Not all areas of the brain are equally conscious. Blindsight is when a patient reports they cannot "see" a target but they actually still point to it after encouragement. The reason they can do this is because the eyes are not damaged, the retina and eye neurons still send information to the brain. However, damage in the visual brain system does not allow the patient to be "aware" they can still see. The motor and attention systems are still functional, this is why they can still move and point to it. In other words, damage to the dorsal stream, information flowing from the back of the brain where the visual system is to the bottom (ventral), impairs conscious perception, but leaves intact the ability to unconsciously interact with visual objects. These patients are called agnosics. On the other hand, ataxics, who have dorsal stream damage, have the conscious perception intact, but cannot interact with objects. We cannot perceive two figures at the same time, perception flips between two the alternatives. As such, when two images are presented to the two eyes, we perceive only one. Neurons in our inferior temporal cotex (not visual systems) respond to what we perceive not what we see. Therefor, attention is under voluntary conscious control, but this seems more to apply to perception, while our motor system can use visual information that does not reach consciousness.

• **INFORMATION SUPPLIED**
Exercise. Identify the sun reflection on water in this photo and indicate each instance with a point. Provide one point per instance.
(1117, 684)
--
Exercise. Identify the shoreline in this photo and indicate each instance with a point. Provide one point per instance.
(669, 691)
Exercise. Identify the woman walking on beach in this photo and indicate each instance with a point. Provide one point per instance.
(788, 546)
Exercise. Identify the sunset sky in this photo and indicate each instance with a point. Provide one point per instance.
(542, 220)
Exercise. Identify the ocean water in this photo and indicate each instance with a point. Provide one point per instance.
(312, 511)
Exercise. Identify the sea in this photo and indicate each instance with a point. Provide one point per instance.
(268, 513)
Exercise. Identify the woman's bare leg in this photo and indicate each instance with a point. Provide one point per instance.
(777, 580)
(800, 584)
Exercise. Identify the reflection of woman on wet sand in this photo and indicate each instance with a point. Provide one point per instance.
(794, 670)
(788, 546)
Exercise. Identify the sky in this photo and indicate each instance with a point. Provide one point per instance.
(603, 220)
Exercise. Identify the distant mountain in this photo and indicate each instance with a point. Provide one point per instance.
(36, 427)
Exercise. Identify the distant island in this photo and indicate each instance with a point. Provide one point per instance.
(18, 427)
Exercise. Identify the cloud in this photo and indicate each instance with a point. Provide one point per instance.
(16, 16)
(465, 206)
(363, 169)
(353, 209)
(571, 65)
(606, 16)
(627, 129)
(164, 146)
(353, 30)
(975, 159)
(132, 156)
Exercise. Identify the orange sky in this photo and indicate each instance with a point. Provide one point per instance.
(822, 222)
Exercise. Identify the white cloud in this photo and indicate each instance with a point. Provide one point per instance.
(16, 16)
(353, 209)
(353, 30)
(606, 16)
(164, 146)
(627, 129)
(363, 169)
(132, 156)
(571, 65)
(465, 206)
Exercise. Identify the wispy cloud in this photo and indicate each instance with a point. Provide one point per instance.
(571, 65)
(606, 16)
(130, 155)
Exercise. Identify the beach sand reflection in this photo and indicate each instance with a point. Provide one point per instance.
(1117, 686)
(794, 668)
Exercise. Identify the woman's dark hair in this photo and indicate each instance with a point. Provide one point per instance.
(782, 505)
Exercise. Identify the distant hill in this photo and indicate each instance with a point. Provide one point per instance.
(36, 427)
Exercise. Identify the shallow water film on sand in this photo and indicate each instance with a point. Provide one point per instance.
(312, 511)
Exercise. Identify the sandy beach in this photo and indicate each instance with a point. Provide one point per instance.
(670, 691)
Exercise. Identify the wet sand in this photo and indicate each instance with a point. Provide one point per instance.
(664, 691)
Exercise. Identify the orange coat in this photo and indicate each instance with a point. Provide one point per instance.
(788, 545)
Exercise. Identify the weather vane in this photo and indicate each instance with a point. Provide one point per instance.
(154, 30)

• **WORK TASK A**
Rewrite as a short bulleted list the paragraph of the excerpt on consciousness and the brain that begins "Not all areas of the brain are equally conscious," keeping its main facts.
• **WORK TASK B**
Go on with the excerpt on consciousness and the brain, starting right after its last sentence.
The records are a separate set of material, unrelated to the excerpt on consciousness and the brain.

• **WRITTEN REPLY A**
- Not all areas of the brain are equally conscious.
- In blindsight, a patient says they cannot "see" a target but still points to it when encouraged.
- This is possible because the eyes are undamaged and still send information to the brain, while damage in the visual brain system keeps the patient from being "aware" they can see.
- The motor and attention systems still work, so the patient can move and point.
- Damage to the dorsal stream impairs conscious perception but leaves the ability to interact unconsciously with visual objects. These patients are called agnosics.
- Ataxics, who have dorsal stream damage, keep conscious perception but cannot interact with objects.
- We cannot perceive two figures at once. Perception flips between the alternatives, so when each eye is shown a different image, we perceive only one.
- Neurons in the inferior temporal cortex respond to what we perceive, not to what we see.
- Attention is under voluntary conscious control, but this applies more to perception. The motor system can use visual information that never reaches consciousness.

• **WRITTEN REPLY B**
Split-brain patients, those who have two completely separate brain hemispheres, become essentially two independent individuals with two minds. However, they cannot show both sides, since the left hemisphere controls language. The right hemisphere cannot speak, so when shown an image to the left side (which the right hemisphere sees), the left hemisphere does not see it, and since language is on the left, the patient says nothing is there. However, the right hemishspere can communicate by writing and pointing (with the left hand). When a split brain patient was asked if they like Richard Nixon, the left hemisphere spoke "yes," while the right hemisphere wrote "no." One patient found his left hand struggling against his right hand to pull up his pants in the morning. His right hand (left hemisphere) wanted to go to work, while his left hand (right hemisphere) wanted to go back to bed. On another occasion he was angry with his wife and attacked her with his left hand (right hemisphere) while his right hand (left hemisphere) defended her from the blow.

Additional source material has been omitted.